**Texte source:**
>>

Les fantômes de John Dover Wilson

Dans le chapitre fantôme ou démon ?, JDW nous convainc que le spectre a le statut d’un esprit très réel. Aucun doute quant à l’objectivité du spectre du roi Hamlet. C’est un personnage à part entière. Il est probable que Shakespeare ait admis l’existence des fantômes comme éventualité sublunaire. Pour apprécier la pièce, JDW nous conseille de la regarder comme les élisabétahains en leur temps. Pour Hamlet, le spectre vient de l’enfer, c’est peut-être même un démon.

JDW en vient à se poser plein de questions dont « aucune ne peut être résolue par l’interprétation courante de Hamlet ». (p64) Il se propose alors de sauver la réputation de Shakespeare – rien que ça – en résolvant de soi-disant incohérences par l’étude du spiritualisme élisabéthain.

Le spectre de Shakespeare est à la fois un spectre vengeur et un fantôme de prologue. Son mérite, nous dit-il, s’est d’avoir humanisé, christianisé la marionnette conventionnelle et d’en avoir fait un personnage réel. Le spectre de Hamlet sort du séjour des esprits défunts auxquels l’Angleterre post-médiévale croit en cette fin de 16ème siècle.

<<

**Données fournies:**
>>

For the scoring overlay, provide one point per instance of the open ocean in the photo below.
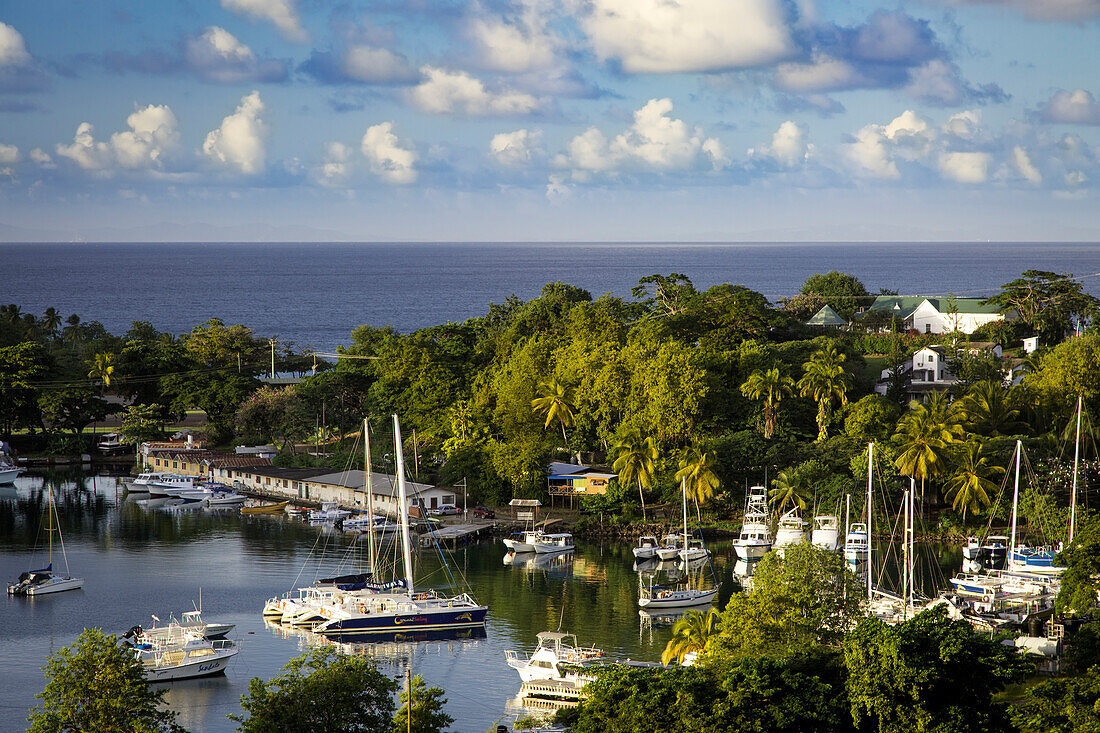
(315, 294)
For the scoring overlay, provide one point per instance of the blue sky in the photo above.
(584, 120)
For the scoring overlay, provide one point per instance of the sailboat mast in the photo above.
(370, 495)
(870, 453)
(1077, 451)
(403, 501)
(1015, 502)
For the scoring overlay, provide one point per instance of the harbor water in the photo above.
(139, 560)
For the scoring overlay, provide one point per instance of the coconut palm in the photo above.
(691, 633)
(635, 459)
(553, 403)
(696, 468)
(790, 488)
(974, 479)
(102, 368)
(52, 320)
(926, 435)
(988, 412)
(825, 380)
(769, 389)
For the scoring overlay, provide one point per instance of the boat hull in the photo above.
(378, 623)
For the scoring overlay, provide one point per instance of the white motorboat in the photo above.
(855, 545)
(553, 648)
(8, 471)
(329, 512)
(646, 548)
(43, 581)
(183, 654)
(790, 531)
(553, 543)
(826, 532)
(755, 538)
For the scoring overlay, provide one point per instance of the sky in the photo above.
(530, 120)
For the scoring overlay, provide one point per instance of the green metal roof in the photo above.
(826, 317)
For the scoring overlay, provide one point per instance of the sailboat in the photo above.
(404, 609)
(662, 597)
(40, 582)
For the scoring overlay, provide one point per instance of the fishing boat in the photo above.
(554, 648)
(663, 597)
(183, 654)
(755, 538)
(790, 531)
(265, 509)
(646, 548)
(403, 606)
(8, 471)
(44, 581)
(826, 533)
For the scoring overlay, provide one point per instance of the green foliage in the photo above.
(927, 674)
(800, 602)
(427, 712)
(755, 695)
(321, 690)
(97, 686)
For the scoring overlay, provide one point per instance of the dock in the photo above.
(452, 535)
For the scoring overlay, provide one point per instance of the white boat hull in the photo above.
(678, 599)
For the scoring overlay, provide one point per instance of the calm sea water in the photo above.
(139, 561)
(314, 295)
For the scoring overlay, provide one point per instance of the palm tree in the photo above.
(972, 481)
(102, 368)
(769, 389)
(697, 469)
(987, 411)
(691, 633)
(790, 489)
(825, 380)
(553, 402)
(635, 459)
(926, 436)
(52, 320)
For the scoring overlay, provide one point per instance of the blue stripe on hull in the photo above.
(388, 624)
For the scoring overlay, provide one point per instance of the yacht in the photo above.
(553, 648)
(855, 545)
(791, 529)
(755, 539)
(826, 533)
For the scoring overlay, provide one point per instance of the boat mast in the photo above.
(370, 495)
(1077, 450)
(870, 453)
(403, 501)
(1015, 501)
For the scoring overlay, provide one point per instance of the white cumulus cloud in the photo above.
(1024, 167)
(282, 13)
(1076, 107)
(153, 137)
(12, 47)
(669, 36)
(965, 167)
(788, 146)
(389, 159)
(448, 93)
(656, 141)
(239, 143)
(515, 149)
(216, 55)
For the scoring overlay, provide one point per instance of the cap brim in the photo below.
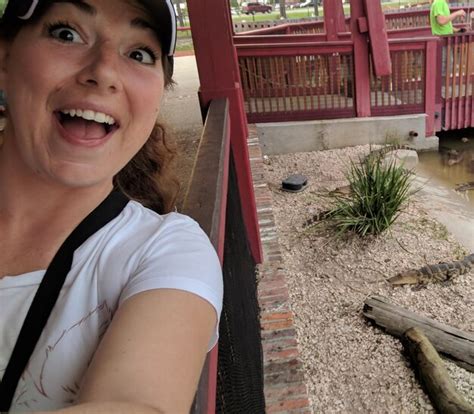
(163, 13)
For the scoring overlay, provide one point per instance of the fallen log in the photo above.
(433, 375)
(454, 343)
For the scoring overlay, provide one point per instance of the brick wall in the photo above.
(284, 382)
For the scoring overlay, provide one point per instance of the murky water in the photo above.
(453, 165)
(441, 174)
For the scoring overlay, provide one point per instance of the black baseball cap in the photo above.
(162, 11)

<<

**Consigne 1:** Recopiez fidèlement tout le passage du texte sur les fantômes de John Dover Wilson qui va de « Les fantômes de » jusqu'à « du spiritualisme élisabéthain. ».
**Consigne 2:**
Répondez brièvement à chaque question d'après le texte sur les fantômes de John Dover Wilson.
(a) Pour Hamlet, d'où vient le spectre ?
(b) Par quelle étude JDW se propose-t-il de résoudre les prétendues incohérences ?
(c) Quels sont les deux types de spectre que réunit le spectre de Shakespeare ?
**Consigne 3:** Rédigez la suite du texte sur les fantômes de John Dover Wilson, en partant de sa dernière phrase.
Les entrées proviennent d'une autre source que le texte sur les fantômes de John Dover Wilson.

**Réponse attendue 1:**
Les fantômes de John Dover Wilson

Dans le chapitre fantôme ou démon ?, JDW nous convainc que le spectre a le statut d’un esprit très réel. Aucun doute quant à l’objectivité du spectre du roi Hamlet. C’est un personnage à part entière. Il est probable que Shakespeare ait admis l’existence des fantômes comme éventualité sublunaire. Pour apprécier la pièce, JDW nous conseille de la regarder comme les élisabétahains en leur temps. Pour Hamlet, le spectre vient de l’enfer, c’est peut-être même un démon.

JDW en vient à se poser plein de questions dont « aucune ne peut être résolue par l’interprétation courante de Hamlet ». (p64) Il se propose alors de sauver la réputation de Shakespeare – rien que ça – en résolvant de soi-disant incohérences par l’étude du spiritualisme élisabéthain.

**Réponse attendue 2:**
(a) Il vient de l'enfer.
(b) Par l'étude du spiritualisme élisabéthain.
(c) Un spectre vengeur et un fantôme de prologue.

**Réponse attendue 3:**
Shakespeare met tout son art à faire du spectre un personnage convaincant. Le spectre apparaît à Bernardo et Marcellus avant l’ouverture de la pièce. Il réapparaît en présence de Horatio, le sceptique dans cette affaire, puis la nuit suivante en présence de Hamlet. JDW attribue ce soin du détail, cette accumulation de preuves, à une volonté de crédibilité et d’objectivité, avant qu’il ne rencontre Hamlet et le public. S’il y a doute, il ne doit pas porter sur la réalité du fantôme mais sur ça nature et ces doutes, précise JDW, ne doivent pas se confondre avec ceux du sceptique, Horatio.

Shakespeare introduit un vrai spectre et en montre l’effet sur des personnages dont les opinions reflètent celles du public. « Leurs opinions n’interviennent que pour donner du relief au fantôme, et non le fantôme pour déclencher un torrent d’opinions. » (p70)
- Avant la réforme, la doctrine catholique du purgatoire expliquait la présence des fantômes par le retour des esprits défunts : c’est censé être l’opinion des deux soldats, Marcellus et Bernardo ;
- Chez les protestants, comme Hamlet (étudiant à l’université luthérienne de Wittemberg), en l’absence de purgatoire, les fantômes sont soit des anges soit des démons ;
- L’école chrétienne, représentée par Horatio, ne nie pas l’existence des esprits mais conteste leur pouvoir d’affecter une forme matérielle. En un mot, « les apparitions ne peuvent être qu’illusions d’esprits mélancoliques ou scélératesses de vauriens. » (p72)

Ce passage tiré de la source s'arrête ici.